# Has anyone ever heard of a Synodontis Valeriana???



## Y2KGT (Jul 20, 2009)

Hi,

I was at a local fish store last weekend and noticed a tank with half a dozen fish labeled as Syno Valeriana. When I Google it there is virtually no info so just wanted to know if anyone has ever heard of this or if its a hybrid?

See pictures.

--
Paul


----------



## clubsoda (Oct 10, 2009)

Prob misspelled http://www.batfishaquatics.com/fishpops/Catfish-Other/Synodontis/valentiana.php

Happened all the time next time when you google type in Synodontis then v let Google autocomplete do its thing


----------



## Y2KGT (Jul 20, 2009)

clubsoda said:


> Prob misspelled http://www.batfishaquatics.com/fishpops/Catfish-Other/Synodontis/valentiana.php
> 
> Happened all the time next time when you google type in Synodontis then v let Google autocomplete do its thing


Thanks but I'm pretty good at using Google myself. The problem is the Valentiana doesn't look like the syno I took pictures of and attached to this thread.

▶ **EXERCISE AIM**: Name the poster and date of every post in the forum thread above, in the order they appear.

▶ **RECORD EXCERPTS**:
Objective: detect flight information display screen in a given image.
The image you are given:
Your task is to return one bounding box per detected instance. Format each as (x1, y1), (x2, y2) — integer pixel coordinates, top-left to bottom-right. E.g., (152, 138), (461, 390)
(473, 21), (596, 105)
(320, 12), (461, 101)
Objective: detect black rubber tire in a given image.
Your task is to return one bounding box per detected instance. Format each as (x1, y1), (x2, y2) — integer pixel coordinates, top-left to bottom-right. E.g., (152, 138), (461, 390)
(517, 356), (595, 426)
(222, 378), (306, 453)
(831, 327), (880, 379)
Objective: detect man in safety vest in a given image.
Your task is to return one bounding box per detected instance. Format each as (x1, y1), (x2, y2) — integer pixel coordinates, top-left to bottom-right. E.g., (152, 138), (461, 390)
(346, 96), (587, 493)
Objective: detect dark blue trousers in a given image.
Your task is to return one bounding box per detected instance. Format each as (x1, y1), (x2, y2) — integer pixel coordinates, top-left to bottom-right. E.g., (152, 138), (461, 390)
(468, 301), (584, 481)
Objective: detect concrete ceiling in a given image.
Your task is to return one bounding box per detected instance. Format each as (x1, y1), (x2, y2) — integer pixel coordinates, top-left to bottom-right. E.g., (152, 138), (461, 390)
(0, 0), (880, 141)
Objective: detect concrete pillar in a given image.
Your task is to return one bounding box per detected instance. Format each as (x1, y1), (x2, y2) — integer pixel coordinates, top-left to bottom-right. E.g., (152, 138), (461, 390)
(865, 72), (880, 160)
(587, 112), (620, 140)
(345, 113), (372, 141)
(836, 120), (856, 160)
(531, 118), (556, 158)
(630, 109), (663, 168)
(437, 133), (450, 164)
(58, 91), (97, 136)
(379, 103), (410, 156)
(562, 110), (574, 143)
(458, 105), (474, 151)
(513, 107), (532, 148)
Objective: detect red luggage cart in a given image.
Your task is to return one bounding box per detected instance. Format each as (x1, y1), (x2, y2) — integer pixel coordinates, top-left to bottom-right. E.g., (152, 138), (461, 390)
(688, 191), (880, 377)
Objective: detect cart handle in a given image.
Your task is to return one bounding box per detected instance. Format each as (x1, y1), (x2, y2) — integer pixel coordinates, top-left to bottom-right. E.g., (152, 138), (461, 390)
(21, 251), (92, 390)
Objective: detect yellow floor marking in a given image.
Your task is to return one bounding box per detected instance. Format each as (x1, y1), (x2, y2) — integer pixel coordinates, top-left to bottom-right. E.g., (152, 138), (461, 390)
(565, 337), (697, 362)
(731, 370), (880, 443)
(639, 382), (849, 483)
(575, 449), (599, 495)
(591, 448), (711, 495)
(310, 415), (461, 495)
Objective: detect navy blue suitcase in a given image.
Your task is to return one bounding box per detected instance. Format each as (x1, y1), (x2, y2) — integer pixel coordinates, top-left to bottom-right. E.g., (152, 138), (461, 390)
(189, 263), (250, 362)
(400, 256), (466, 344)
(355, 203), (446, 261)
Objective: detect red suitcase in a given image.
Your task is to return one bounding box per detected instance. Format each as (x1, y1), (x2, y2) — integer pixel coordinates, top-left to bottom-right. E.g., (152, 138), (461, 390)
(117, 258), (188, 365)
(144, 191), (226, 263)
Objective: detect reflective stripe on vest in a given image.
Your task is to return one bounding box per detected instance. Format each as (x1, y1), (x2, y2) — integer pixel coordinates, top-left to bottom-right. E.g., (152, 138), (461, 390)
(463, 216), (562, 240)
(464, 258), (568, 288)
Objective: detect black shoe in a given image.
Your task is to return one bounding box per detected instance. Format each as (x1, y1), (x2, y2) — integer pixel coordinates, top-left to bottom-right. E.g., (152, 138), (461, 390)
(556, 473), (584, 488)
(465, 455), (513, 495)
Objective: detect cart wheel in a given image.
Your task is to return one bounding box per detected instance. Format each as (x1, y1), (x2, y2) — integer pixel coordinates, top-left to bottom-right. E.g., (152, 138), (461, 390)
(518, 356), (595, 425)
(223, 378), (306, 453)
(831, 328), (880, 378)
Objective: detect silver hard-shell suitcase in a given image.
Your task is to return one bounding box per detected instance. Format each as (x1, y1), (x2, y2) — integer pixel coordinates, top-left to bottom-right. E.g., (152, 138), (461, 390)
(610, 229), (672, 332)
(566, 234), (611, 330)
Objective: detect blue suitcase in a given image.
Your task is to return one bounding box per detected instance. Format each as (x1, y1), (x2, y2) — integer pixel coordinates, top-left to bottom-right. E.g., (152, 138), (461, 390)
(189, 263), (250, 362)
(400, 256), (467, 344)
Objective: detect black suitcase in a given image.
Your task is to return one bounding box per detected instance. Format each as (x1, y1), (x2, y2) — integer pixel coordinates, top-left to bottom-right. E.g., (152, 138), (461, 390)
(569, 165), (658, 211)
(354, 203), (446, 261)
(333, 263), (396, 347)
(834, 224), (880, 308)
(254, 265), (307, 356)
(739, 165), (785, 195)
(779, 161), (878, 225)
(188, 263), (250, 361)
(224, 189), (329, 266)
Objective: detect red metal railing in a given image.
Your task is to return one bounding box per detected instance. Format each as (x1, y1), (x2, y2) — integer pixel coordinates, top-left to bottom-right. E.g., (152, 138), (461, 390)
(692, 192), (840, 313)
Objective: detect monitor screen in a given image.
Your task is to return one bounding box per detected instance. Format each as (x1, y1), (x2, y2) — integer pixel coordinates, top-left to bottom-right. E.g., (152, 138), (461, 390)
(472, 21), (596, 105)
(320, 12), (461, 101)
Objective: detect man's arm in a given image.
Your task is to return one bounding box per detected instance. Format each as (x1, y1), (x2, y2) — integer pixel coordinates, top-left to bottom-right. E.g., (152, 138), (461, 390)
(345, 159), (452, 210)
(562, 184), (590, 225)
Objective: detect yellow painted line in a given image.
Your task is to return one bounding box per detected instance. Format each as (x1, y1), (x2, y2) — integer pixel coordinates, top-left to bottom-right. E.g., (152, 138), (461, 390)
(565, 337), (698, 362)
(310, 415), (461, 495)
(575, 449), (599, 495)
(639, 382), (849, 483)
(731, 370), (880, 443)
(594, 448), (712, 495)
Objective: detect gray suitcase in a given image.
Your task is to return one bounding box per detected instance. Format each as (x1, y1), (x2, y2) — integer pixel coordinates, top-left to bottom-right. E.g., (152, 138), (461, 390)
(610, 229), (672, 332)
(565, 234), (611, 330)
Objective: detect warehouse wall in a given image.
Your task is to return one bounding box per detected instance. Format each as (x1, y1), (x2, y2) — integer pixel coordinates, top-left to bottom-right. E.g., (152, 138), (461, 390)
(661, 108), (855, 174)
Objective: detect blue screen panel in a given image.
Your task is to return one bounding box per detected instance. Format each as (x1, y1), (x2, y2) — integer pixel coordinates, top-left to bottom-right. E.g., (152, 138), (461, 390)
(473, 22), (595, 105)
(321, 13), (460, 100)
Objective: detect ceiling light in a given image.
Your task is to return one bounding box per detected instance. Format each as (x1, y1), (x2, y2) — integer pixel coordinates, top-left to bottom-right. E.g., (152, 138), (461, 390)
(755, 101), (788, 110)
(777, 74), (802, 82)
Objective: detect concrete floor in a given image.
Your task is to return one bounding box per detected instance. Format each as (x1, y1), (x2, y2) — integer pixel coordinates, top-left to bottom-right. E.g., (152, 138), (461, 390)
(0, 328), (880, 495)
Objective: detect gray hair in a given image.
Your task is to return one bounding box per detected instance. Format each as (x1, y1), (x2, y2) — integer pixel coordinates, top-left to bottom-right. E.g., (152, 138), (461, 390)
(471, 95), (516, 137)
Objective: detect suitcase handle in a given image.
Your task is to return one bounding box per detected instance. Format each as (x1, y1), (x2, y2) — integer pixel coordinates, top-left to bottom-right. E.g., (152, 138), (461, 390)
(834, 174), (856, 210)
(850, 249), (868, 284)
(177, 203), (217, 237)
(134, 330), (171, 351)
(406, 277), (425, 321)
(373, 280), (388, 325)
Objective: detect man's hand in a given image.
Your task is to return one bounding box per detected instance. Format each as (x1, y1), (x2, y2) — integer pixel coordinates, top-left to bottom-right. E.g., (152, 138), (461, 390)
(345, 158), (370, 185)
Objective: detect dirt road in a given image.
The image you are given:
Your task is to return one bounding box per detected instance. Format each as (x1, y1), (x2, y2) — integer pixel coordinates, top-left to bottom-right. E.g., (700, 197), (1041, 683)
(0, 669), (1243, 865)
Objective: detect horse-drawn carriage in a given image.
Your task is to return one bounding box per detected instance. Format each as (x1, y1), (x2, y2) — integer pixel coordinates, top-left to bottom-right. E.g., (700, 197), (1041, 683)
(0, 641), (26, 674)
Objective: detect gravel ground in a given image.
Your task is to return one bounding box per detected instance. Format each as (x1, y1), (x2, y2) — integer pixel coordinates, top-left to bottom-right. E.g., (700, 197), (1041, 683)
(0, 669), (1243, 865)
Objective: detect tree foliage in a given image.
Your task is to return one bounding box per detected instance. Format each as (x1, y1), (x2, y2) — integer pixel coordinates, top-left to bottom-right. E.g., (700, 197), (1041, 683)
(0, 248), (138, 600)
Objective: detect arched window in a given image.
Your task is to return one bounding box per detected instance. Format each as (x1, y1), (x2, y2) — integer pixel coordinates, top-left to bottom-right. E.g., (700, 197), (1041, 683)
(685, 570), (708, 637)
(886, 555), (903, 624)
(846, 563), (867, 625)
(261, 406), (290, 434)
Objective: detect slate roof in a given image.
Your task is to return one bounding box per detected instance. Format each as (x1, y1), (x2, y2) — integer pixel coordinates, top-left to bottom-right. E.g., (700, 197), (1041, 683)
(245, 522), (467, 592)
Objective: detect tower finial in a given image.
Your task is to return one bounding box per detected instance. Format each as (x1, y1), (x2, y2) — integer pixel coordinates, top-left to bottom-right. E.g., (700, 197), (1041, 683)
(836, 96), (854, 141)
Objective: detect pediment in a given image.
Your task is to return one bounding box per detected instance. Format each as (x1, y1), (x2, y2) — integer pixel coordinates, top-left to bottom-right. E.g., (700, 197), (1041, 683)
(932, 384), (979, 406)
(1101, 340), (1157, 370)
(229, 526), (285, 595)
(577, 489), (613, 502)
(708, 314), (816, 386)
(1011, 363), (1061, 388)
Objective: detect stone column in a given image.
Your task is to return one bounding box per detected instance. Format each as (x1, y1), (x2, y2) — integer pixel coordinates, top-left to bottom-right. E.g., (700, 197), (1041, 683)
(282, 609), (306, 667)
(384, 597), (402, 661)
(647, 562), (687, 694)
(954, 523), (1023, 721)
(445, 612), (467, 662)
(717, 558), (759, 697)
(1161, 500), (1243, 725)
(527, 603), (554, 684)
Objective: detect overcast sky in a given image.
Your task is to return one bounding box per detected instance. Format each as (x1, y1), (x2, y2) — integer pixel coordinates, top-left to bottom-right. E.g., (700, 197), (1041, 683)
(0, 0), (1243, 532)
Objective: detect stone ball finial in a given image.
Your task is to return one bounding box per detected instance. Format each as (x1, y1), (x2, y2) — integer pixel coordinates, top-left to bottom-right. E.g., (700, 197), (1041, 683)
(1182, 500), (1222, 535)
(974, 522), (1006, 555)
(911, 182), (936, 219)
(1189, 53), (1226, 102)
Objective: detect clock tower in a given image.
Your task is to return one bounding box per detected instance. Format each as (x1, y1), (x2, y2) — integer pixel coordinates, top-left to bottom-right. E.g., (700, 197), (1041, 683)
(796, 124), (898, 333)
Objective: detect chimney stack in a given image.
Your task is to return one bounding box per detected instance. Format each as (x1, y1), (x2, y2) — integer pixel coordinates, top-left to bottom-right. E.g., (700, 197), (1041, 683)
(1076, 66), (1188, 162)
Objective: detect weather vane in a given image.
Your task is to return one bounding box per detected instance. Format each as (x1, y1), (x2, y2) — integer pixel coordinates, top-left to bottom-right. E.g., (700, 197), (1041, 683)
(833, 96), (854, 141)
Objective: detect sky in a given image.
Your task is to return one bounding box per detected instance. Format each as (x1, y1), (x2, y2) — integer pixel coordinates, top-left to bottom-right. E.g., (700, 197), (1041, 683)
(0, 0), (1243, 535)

▶ **RESULT**:
1. Y2KGT, Jul 20, 2009
2. clubsoda, Oct 10, 2009
3. Y2KGT, Jul 20, 2009